WHAT YOU ARE ASKED TO DO → Below are some records; return each one exactly.

[Records]

>>>

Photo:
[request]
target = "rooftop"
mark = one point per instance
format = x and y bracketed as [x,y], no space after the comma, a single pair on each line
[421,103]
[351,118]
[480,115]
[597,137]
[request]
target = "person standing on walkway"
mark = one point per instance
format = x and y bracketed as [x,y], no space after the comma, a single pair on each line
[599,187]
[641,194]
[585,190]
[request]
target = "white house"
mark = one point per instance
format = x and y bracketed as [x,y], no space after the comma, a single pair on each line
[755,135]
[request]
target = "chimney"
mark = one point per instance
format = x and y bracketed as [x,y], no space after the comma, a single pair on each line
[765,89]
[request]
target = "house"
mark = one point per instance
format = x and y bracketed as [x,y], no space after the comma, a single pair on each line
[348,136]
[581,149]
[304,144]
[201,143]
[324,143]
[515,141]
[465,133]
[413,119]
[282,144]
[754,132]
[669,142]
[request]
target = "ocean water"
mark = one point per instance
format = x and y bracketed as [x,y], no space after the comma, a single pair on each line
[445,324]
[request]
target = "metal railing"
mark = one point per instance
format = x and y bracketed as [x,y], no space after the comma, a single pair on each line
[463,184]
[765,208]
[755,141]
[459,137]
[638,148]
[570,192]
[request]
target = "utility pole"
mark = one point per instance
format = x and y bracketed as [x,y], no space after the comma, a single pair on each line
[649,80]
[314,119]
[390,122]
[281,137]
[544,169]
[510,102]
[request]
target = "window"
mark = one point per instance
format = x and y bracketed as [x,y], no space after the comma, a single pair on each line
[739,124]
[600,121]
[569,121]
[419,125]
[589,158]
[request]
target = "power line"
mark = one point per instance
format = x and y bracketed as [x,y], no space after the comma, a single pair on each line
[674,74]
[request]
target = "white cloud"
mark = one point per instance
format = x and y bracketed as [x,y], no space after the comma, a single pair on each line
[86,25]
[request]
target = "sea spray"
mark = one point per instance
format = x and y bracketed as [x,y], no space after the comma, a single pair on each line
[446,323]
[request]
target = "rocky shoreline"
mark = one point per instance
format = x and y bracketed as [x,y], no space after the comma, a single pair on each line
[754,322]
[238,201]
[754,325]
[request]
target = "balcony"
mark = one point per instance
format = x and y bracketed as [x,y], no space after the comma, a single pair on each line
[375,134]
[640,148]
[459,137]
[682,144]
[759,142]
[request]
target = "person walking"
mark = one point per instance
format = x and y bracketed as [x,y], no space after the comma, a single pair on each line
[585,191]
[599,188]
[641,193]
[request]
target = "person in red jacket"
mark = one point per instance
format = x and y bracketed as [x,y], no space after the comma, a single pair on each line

<<<

WRITTEN RESPONSE →
Photo:
[request]
target = "rooftop"
mark = one point per instance
format = x and y bracketed as [x,y], no space after the comma, a single pair on each line
[421,103]
[351,118]
[480,115]
[597,137]
[request]
target = "person standing on walkway"
mark = one point per instance
format = x and y bracketed as [x,y], no space after the comma, a single pair on each line
[599,187]
[641,194]
[585,190]
[request]
target = "white house"
mark = one point per instance
format = x and y bracketed as [x,y], no space after the comma, a single pair on each line
[755,135]
[request]
target = "chimney"
mark = one point per instance
format = x and y bracketed as [x,y], no space after the comma, a single pair on each line
[765,89]
[request]
target = "house"
mark = one point per instance
format = x and y bracketed as [x,y], no space after the comma, a single pair on each line
[348,136]
[581,149]
[304,144]
[201,143]
[324,143]
[515,141]
[465,133]
[413,119]
[282,144]
[754,132]
[669,142]
[request]
target = "ocean water"
mark = one point per instance
format = x and y bracketed as [x,y], no space after the comma, a single pair on each line
[445,324]
[request]
target = "metal railing"
mark = one point per instance
format = x and y bracketed as [x,y], no space after the comma, a single pair on each line
[463,184]
[765,208]
[755,141]
[459,137]
[638,148]
[570,192]
[request]
target = "utility pole"
mark = one point per instance
format = x and y bracketed as [x,y], no space after the comma, a single pair on each line
[649,80]
[314,119]
[390,122]
[281,137]
[544,169]
[510,102]
[request]
target = "window"
mark = one point per instance
format = x and y bracketed as [x,y], no space after the comma, a single pair on each line
[739,124]
[600,121]
[569,121]
[419,125]
[589,158]
[request]
target = "power line"
mark = one point per instance
format = x and y bracketed as [x,y], no space after the comma, a single pair on each line
[674,74]
[request]
target = "white cloud"
mark = one point per instance
format = x and y bracketed as [x,y], no space after the comma, a single pair on each line
[86,25]
[request]
target = "sea spray"
mark = one point per instance
format = x and y bracketed as [x,y], no space after the comma, a single pair on each line
[446,323]
[request]
target = "rocky shoreline"
mark = one point per instance
format = x and y bracketed as [x,y], no space after the comma, a single pair on each line
[754,322]
[238,201]
[754,325]
[request]
target = "balcony"
mark = one point per instance
format = x and y bracketed as [x,y], no space after the comma, a single pair on each line
[375,134]
[640,148]
[459,137]
[682,144]
[759,142]
[request]
target = "person walking"
mark = one point per instance
format = x and y bracketed as [x,y], no space after the comma, a single pair on each line
[585,191]
[599,188]
[641,193]
[request]
target = "person in red jacket"
mark = one point per instance
format = x and y bracketed as [x,y], no space after the comma, a single pair on each line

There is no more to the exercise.